─── DOCUMENT SOURCE

De nombreux Soudanais ont de nouveau manifesté jeudi, dénonçant l’état d’urgence imposé par le président Omar El-Béchir. Ce dernier est confronté depuis plus de deux mois à un vaste mouvement de contestation réclamant sa démission.
Malgré l’état d’urgence, les manifestants, menées par des femmes et scandant des slogans anti-Béchir, ont de nouveau défilé à Khartoum et dans la ville voisine d’Omdourman. Les organisateurs, l’Alliance pour la liberté et le changement (ALC), avaient appelé à manifester en soutien aux femmes, à la veille de la Journée internationale de la Femme le 8 mars. « Nous appelons notre peuple à manifester pour faire honneur à ces mères qui ont perdu leurs enfants dans notre lutte », avaient souligné les organisateurs.
Jeudi soir, les forces de l’ordre ont tiré des gaz lacrymogènes pour disperser des manifestants qui s’étaient réunis dans le nord de Khartoum, selon des témoins cités par les médias. L’état d’urgence a été imposé le 22 février, pour un an et dans tout le Soudan, par le président soudanais qui tient le pays d’une main de fer depuis son arrivée au pouvoir par un coup d’État en 1989.
Le président soudanais a interdit les manifestations non autorisées et ordonné la mise en place de tribunaux d’urgence pour juger toute personne ayant violé l’état d’urgence. Le mouvement de contestation a débuté le 19 décembre après la décision du gouvernement de tripler le prix du pain, en plein marasme économique. Il s’agit du plus sérieux défi au pouvoir du président El-Béchir.
Par ailleurs, huit manifestants condamnés le 28 février à de lourdes peines de prison allant de cinq ans à six mois pour participation à un rassemblement interdit, ont vu leurs condamnations annulées par une « cour d’appel d’exception ».
Plus de 900 manifestants avaient été déférés devant les tribunaux d’urgence la semaine dernière après des rassemblements similaires. Plusieurs d’entre eux ont été condamnés à des peines de deux semaines à cinq ans de prison.
Depuis la mise en place de l’état d’urgence, les rassemblements sont devenus plus rares et semblent désormais avoir lieu surtout les jeudis. Peu de manifestations ont été rapportées hors de la capitale ces dernières semaines, écrit l’AFP. Selon un bilan officiel, 31 personnes sont mortes depuis le 19 décembre. L’ONG Human Rights Watch (HRW) évoque le chiffre de 51 morts, dont des enfants et des personnels médicaux.

──────
─── DONNÉES FOURNIES

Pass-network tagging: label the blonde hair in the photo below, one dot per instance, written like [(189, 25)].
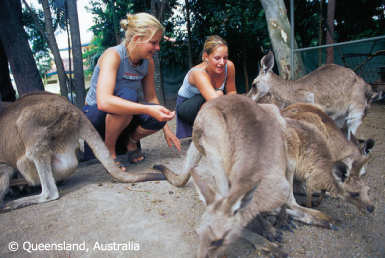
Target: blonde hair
[(140, 24), (211, 44)]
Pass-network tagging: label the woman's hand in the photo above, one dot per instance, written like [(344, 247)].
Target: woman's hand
[(219, 93), (170, 137)]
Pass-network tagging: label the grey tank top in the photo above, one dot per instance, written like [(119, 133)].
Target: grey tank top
[(126, 77)]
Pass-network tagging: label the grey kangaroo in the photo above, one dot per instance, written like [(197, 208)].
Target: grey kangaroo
[(343, 95), (246, 151), (39, 137)]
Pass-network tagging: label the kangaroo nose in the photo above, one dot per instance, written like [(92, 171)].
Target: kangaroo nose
[(370, 208)]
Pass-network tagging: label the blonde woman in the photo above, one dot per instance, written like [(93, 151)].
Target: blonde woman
[(112, 101), (212, 78)]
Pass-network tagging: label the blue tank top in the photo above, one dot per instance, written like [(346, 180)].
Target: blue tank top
[(126, 76), (187, 90)]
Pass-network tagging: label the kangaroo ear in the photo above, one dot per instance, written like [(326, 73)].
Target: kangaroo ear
[(205, 191), (340, 171), (240, 201), (267, 63)]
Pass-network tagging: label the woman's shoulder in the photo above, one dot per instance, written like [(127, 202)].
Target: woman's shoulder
[(230, 65), (197, 69)]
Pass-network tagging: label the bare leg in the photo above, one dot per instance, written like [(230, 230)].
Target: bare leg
[(115, 124)]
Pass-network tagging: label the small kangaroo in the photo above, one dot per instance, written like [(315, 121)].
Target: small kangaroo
[(246, 152), (39, 137), (329, 162), (338, 90), (351, 151)]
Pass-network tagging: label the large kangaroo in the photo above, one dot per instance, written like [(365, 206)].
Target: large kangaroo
[(325, 160), (343, 95), (39, 137), (311, 162), (246, 152)]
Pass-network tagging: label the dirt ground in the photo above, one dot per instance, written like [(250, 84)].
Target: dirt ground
[(99, 217)]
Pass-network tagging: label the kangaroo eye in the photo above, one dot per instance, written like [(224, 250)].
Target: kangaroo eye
[(354, 195), (217, 242)]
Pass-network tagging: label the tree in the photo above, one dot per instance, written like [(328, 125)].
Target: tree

──────

▸ CONSIGNE
Répondez à ces questions d'après le document source :
1. À quelle date l'état d'urgence a-t-il été imposé ?
2. Quelle décision du gouvernement a déclenché le mouvement de contestation ?
3. Combien de morts l'ONG Human Rights Watch évoque-t-elle ?

▸ RÉPONSE
1. Le 22 février.
2. La décision de tripler le prix du pain.
3. 51 morts.